(Pointing and labeling items)

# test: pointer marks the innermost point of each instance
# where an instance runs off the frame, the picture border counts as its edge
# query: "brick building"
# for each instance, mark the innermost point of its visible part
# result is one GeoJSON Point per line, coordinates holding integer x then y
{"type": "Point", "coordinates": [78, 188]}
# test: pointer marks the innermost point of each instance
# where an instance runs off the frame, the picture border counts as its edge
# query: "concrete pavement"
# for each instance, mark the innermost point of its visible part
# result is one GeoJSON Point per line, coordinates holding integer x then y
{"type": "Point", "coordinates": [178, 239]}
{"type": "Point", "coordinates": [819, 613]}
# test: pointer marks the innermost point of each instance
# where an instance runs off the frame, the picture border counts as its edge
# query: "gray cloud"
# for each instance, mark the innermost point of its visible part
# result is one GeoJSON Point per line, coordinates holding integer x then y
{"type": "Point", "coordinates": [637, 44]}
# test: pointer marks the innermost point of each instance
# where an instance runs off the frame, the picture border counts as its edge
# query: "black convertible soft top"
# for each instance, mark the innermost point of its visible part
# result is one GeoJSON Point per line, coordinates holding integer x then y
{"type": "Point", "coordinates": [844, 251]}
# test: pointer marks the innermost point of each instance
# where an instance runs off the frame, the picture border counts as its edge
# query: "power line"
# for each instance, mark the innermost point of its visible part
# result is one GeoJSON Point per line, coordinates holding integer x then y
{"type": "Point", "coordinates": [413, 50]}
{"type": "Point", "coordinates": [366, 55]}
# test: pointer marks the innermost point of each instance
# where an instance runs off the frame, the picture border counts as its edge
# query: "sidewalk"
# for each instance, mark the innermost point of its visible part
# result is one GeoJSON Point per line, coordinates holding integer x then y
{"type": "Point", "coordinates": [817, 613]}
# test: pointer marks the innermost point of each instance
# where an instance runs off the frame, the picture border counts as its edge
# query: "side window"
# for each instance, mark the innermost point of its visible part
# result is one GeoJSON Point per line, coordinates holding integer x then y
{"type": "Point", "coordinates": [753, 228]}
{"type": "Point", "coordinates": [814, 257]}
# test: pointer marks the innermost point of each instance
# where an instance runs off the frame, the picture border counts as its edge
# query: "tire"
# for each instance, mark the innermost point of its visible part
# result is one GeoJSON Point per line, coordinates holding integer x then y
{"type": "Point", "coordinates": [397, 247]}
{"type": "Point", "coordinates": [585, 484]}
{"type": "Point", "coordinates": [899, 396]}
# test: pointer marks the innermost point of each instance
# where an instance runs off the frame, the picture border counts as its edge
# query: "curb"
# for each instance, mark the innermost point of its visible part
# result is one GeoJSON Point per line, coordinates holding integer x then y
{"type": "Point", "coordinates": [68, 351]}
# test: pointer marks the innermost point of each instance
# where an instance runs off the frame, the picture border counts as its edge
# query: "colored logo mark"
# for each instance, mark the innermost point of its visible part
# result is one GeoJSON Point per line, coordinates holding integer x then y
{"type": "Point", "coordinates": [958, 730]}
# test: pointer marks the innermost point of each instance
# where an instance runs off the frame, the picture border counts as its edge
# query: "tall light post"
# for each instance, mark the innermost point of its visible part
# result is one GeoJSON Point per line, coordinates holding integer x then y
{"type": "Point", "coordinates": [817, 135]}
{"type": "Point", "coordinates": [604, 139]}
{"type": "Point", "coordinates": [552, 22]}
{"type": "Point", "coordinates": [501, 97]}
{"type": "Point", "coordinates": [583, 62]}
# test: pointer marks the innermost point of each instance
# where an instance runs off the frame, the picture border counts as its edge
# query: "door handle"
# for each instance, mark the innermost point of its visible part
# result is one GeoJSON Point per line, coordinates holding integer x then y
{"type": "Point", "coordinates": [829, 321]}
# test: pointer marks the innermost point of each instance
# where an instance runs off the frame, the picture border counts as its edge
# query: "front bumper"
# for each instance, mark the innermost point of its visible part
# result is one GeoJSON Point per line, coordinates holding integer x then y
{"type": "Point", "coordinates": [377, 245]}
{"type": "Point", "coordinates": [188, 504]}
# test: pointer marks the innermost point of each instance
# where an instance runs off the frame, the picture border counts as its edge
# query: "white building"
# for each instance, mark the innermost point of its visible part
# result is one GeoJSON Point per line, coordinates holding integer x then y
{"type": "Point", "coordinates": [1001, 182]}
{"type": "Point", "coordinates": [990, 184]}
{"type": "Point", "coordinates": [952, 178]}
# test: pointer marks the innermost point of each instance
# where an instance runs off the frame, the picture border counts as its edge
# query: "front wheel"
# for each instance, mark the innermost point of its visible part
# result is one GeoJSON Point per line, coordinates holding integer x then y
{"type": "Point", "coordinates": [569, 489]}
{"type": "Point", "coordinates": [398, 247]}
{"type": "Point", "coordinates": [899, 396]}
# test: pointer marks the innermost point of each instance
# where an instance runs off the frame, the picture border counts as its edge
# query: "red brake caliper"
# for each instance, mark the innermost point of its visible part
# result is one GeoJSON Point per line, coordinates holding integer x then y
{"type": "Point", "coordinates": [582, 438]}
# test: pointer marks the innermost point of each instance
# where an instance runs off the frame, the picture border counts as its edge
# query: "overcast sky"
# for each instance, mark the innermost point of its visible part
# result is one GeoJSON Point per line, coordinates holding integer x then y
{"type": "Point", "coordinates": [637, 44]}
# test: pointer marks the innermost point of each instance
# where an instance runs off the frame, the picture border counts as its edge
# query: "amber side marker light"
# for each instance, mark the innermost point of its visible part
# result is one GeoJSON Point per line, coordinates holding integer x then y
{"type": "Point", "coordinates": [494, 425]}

### Required task
State how many lines in the items above contain the string "front", giving only the number.

### Result
2